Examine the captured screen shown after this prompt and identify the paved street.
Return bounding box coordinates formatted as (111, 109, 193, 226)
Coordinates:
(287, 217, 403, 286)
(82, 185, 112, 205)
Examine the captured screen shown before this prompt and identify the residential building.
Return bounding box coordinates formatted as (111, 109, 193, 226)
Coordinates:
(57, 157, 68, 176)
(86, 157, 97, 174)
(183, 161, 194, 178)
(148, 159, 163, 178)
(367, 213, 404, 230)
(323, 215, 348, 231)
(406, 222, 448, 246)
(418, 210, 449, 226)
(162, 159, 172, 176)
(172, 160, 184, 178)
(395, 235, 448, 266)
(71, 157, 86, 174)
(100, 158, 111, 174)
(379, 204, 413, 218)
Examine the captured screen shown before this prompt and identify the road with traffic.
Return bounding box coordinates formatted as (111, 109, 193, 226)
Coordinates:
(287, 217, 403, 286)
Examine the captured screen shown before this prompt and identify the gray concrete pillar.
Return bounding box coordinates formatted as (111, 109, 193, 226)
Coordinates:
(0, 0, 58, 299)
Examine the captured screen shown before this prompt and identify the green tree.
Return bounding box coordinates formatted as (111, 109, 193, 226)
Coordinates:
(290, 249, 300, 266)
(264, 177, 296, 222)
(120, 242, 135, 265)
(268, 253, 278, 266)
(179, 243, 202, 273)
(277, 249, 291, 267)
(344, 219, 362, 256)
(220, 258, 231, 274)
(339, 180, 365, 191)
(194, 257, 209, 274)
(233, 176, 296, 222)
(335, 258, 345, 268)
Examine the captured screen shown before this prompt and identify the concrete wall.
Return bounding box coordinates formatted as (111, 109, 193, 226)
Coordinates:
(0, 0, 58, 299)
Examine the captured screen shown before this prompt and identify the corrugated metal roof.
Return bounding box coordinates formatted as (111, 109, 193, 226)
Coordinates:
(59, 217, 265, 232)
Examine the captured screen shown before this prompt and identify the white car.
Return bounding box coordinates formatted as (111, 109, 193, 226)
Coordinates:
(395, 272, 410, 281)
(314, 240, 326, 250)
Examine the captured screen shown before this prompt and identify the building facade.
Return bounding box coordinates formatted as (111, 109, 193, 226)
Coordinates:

•••

Repeat the whole listing verbatim.

Examine the captured screen shown after this prompt and identify the paved street.
Return bounding box coordinates formatted as (111, 109, 193, 226)
Coordinates:
(287, 217, 403, 286)
(82, 185, 112, 205)
Examine the captured screen shown before this prompt and identify the residential building.
Return bounding box coordinates formatted as (111, 109, 193, 226)
Coordinates:
(57, 157, 68, 176)
(86, 157, 97, 174)
(183, 161, 194, 178)
(148, 159, 163, 178)
(367, 213, 404, 230)
(323, 215, 348, 231)
(406, 222, 448, 246)
(418, 210, 449, 226)
(162, 159, 172, 176)
(172, 160, 184, 178)
(395, 235, 448, 266)
(71, 157, 86, 174)
(100, 158, 111, 174)
(379, 204, 413, 218)
Examine the captured screen shown before this prompt and identify the road with traffic.
Return bounding box coordinates formatted as (111, 109, 193, 226)
Coordinates:
(287, 217, 403, 286)
Examine the captured screen shown before this prompt and identify the gray concrete pillar.
Return bounding box coordinates formatted as (111, 109, 193, 226)
Coordinates:
(0, 0, 58, 299)
Examine the captured screen shown before this prompt and identify the green tree.
Return bounding box coordinates formatted as (111, 109, 193, 226)
Coordinates:
(290, 249, 300, 266)
(264, 177, 296, 222)
(120, 242, 135, 265)
(268, 253, 278, 266)
(179, 243, 202, 273)
(277, 249, 291, 267)
(344, 219, 362, 256)
(220, 258, 231, 274)
(339, 180, 365, 191)
(194, 257, 209, 274)
(233, 176, 296, 222)
(335, 258, 345, 268)
Examine the captured screen shown before this prompt and identify the concrete wall.
Return bounding box coordinates formatted as (111, 109, 193, 226)
Coordinates:
(0, 0, 58, 299)
Examine the captured screen shown before this prompt and identify the corrugated metal roof.
Return bounding box coordinates formatted as (111, 109, 193, 226)
Coordinates:
(59, 217, 265, 232)
Examine the captured screen shown before this prompt and identify the white car.
Return bounding box coordinates formatted as (111, 109, 193, 226)
Coordinates:
(395, 272, 410, 281)
(314, 240, 326, 250)
Examine the captured screen shown before this prompt and identify the building facade.
Return bounding box coordinates formatted as (111, 109, 193, 226)
Coordinates:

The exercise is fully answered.